Try it: Once you have read the entries, copy all of them exactly.

[Segmentation mask data]
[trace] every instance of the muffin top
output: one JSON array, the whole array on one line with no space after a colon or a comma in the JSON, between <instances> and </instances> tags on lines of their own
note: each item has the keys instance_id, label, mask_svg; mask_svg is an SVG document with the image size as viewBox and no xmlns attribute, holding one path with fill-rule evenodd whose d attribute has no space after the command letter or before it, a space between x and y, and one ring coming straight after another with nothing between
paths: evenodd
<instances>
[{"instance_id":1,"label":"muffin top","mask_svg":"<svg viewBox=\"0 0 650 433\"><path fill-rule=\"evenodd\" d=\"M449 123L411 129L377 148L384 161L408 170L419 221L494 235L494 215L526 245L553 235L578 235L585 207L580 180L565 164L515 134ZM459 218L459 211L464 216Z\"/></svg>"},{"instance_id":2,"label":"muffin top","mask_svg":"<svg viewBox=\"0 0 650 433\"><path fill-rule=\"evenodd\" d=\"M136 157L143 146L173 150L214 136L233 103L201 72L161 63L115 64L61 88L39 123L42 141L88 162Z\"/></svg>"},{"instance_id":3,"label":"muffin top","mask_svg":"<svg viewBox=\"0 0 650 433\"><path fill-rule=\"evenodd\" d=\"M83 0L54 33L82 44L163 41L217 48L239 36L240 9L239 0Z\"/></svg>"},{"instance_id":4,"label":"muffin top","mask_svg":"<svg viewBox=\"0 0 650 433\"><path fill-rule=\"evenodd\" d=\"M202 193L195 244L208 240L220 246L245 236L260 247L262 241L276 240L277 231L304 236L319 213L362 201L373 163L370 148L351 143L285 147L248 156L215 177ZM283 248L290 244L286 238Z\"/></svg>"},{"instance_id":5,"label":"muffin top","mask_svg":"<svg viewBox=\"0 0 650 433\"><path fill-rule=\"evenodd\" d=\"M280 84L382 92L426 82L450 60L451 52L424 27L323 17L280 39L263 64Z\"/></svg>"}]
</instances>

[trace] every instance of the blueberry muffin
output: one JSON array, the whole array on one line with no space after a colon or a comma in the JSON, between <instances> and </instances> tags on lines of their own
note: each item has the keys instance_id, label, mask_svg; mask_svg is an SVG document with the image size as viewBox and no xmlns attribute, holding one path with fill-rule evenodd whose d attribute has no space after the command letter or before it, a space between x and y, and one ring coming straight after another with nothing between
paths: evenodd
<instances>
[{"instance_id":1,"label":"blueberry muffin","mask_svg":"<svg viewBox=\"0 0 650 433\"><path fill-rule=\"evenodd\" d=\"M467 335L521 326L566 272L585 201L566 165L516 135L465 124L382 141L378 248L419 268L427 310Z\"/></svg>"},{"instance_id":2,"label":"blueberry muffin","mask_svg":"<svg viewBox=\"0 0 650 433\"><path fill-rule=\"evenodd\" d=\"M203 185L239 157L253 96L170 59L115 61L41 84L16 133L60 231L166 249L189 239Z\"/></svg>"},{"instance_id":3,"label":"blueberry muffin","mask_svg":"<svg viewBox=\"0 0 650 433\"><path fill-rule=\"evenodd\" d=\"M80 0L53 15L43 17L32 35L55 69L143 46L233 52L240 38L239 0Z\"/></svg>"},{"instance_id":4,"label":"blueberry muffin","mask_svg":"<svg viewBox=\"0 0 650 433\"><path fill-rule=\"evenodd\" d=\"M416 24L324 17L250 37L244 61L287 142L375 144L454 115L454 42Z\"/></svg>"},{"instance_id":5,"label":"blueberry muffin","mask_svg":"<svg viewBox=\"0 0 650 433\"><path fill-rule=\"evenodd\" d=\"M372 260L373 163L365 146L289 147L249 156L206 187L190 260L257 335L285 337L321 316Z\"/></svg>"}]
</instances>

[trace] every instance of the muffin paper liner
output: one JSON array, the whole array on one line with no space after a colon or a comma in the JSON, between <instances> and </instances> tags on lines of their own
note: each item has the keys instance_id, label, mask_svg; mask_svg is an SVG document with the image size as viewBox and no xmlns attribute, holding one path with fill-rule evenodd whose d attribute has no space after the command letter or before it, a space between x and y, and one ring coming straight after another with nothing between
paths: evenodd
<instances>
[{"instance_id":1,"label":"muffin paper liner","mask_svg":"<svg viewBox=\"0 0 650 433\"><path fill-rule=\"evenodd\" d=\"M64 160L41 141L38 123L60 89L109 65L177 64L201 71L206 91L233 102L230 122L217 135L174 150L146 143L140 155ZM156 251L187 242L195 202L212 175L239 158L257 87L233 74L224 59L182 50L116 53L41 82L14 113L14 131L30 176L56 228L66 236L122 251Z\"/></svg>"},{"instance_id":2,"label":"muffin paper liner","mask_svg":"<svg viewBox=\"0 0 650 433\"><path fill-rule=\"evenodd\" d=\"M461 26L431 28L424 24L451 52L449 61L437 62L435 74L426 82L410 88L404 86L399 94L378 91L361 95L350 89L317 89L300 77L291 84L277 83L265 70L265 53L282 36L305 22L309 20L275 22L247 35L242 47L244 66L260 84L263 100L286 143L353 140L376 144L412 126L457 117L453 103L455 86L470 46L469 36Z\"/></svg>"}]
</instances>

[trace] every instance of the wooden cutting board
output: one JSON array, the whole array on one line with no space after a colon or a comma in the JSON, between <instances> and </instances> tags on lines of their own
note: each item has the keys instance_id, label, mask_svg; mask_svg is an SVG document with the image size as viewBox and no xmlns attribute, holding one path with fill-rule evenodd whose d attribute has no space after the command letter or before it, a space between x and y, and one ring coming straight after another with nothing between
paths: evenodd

Written response:
[trace] every instance of the muffin top
output: one JSON array, the whole array on one line with no space after a colon or a comma in the JSON, between <instances> and </instances> tags on lines of their own
note: each item has the keys instance_id, label, mask_svg; mask_svg is an SVG document with the image size as viewBox and no xmlns attribute, holding one path with fill-rule evenodd whose d attribute has no space after the command letter or before it, a space between x and y, and one ring coming straight after another with nothing between
paths: evenodd
<instances>
[{"instance_id":1,"label":"muffin top","mask_svg":"<svg viewBox=\"0 0 650 433\"><path fill-rule=\"evenodd\" d=\"M449 123L411 129L377 148L384 161L408 170L419 221L494 235L494 215L526 245L553 235L578 235L585 207L580 180L565 164L515 134ZM459 218L459 211L464 216Z\"/></svg>"},{"instance_id":2,"label":"muffin top","mask_svg":"<svg viewBox=\"0 0 650 433\"><path fill-rule=\"evenodd\" d=\"M136 157L143 146L173 150L214 136L233 103L201 72L161 63L115 64L61 88L39 123L42 141L88 162Z\"/></svg>"},{"instance_id":3,"label":"muffin top","mask_svg":"<svg viewBox=\"0 0 650 433\"><path fill-rule=\"evenodd\" d=\"M83 0L54 33L82 44L163 41L217 48L239 36L240 9L239 0Z\"/></svg>"},{"instance_id":4,"label":"muffin top","mask_svg":"<svg viewBox=\"0 0 650 433\"><path fill-rule=\"evenodd\" d=\"M202 193L195 244L208 240L220 246L245 236L260 247L262 241L276 240L277 231L304 236L319 213L362 201L373 163L370 148L351 143L285 147L248 156L215 177ZM283 248L290 244L286 238Z\"/></svg>"},{"instance_id":5,"label":"muffin top","mask_svg":"<svg viewBox=\"0 0 650 433\"><path fill-rule=\"evenodd\" d=\"M280 84L382 92L426 82L450 60L451 52L424 27L323 17L280 39L263 64Z\"/></svg>"}]
</instances>

[trace] every instance of the blueberry muffin
output: one JSON array, the whole array on one line with no space after a colon or a comma in the JSON, between <instances> and </instances> tags on lines of their own
note: each item has the keys instance_id, label, mask_svg; mask_svg is an SVG document with the image size as viewBox and no xmlns attribute, holding one path with fill-rule evenodd whose d attribute has no space after the command letter or before it, a space between x and y, and one ring coming straight after another with nothing between
paths: evenodd
<instances>
[{"instance_id":1,"label":"blueberry muffin","mask_svg":"<svg viewBox=\"0 0 650 433\"><path fill-rule=\"evenodd\" d=\"M467 335L521 326L566 272L585 201L566 165L516 135L465 124L382 141L378 248L419 268L427 310Z\"/></svg>"},{"instance_id":2,"label":"blueberry muffin","mask_svg":"<svg viewBox=\"0 0 650 433\"><path fill-rule=\"evenodd\" d=\"M203 185L239 157L253 96L170 59L115 61L41 84L16 133L60 231L166 249L189 239Z\"/></svg>"},{"instance_id":3,"label":"blueberry muffin","mask_svg":"<svg viewBox=\"0 0 650 433\"><path fill-rule=\"evenodd\" d=\"M80 0L53 15L43 17L32 35L55 69L143 46L233 52L240 38L239 0Z\"/></svg>"},{"instance_id":4,"label":"blueberry muffin","mask_svg":"<svg viewBox=\"0 0 650 433\"><path fill-rule=\"evenodd\" d=\"M416 24L324 17L250 37L244 61L287 142L375 144L454 115L454 42Z\"/></svg>"},{"instance_id":5,"label":"blueberry muffin","mask_svg":"<svg viewBox=\"0 0 650 433\"><path fill-rule=\"evenodd\" d=\"M372 260L373 163L365 146L289 147L249 156L206 187L190 260L257 335L285 337L321 316Z\"/></svg>"}]
</instances>

[trace] every instance of the muffin paper liner
output: one JSON array, the whole array on one line with no space after a colon or a comma in the JSON, between <instances> and </instances> tags on lines of their own
note: each item has the keys instance_id, label, mask_svg; mask_svg is an SVG document with the image size as viewBox and no xmlns attribute, holding one path with fill-rule evenodd whose d attribute has no space after the command letter or before it, a space between x and y, and one ring coming straight after another with nothing between
paths: evenodd
<instances>
[{"instance_id":1,"label":"muffin paper liner","mask_svg":"<svg viewBox=\"0 0 650 433\"><path fill-rule=\"evenodd\" d=\"M64 160L41 141L38 123L60 89L109 65L177 64L201 71L206 91L233 102L230 122L217 135L174 150L146 143L140 155ZM156 251L187 242L195 202L212 175L239 158L257 87L233 74L224 59L182 50L116 53L41 82L14 113L14 131L30 176L56 228L66 236L122 251Z\"/></svg>"},{"instance_id":2,"label":"muffin paper liner","mask_svg":"<svg viewBox=\"0 0 650 433\"><path fill-rule=\"evenodd\" d=\"M461 26L431 28L424 24L451 52L449 61L437 62L435 74L426 82L410 88L404 86L399 94L378 91L361 95L350 89L317 89L300 77L291 84L277 83L265 70L265 53L282 36L305 22L309 20L275 22L247 35L242 47L244 66L260 84L263 100L286 143L353 140L376 144L412 126L457 117L453 103L455 86L470 46L469 36Z\"/></svg>"}]
</instances>

[trace] every instance of the wooden cutting board
output: one JSON array, the whole array on one line with no space after a colon or a comma in the JSON, between <instances> and </instances> tags on lines of their own
note: each item has the keys instance_id, label, mask_svg; mask_svg is an SVG document with the image size as viewBox and no xmlns attribute, holding one path with fill-rule evenodd whose d attribute has no space after the command letter or before it, a space between x and y, and one ring coming straight after another with nothing between
paths: evenodd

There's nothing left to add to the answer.